(Saved entries)
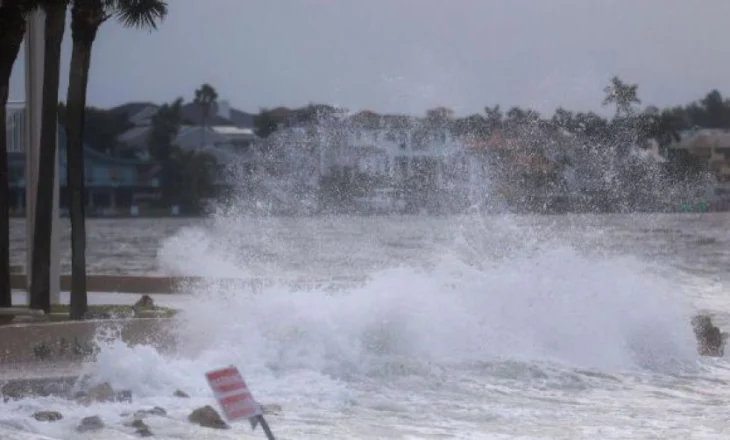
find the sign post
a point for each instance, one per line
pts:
(234, 397)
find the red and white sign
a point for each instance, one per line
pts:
(232, 394)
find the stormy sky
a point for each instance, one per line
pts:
(410, 55)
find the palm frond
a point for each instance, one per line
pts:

→ **Given problem**:
Can you format the whole listing above as a JSON array of strings, one per line, skipping blank lines and omitting the pictures?

→ **Exercise response**:
[
  "find the sign post",
  "a point for each instance, one per line",
  "pts:",
  "(234, 397)",
  "find the red and white sign",
  "a point for each instance, one per line",
  "pts:",
  "(232, 394)",
  "find the stormy sky",
  "a point for each instance, one per line",
  "pts:",
  "(410, 55)",
  "find the palm frond",
  "a point for each instance, one per line",
  "pts:"
]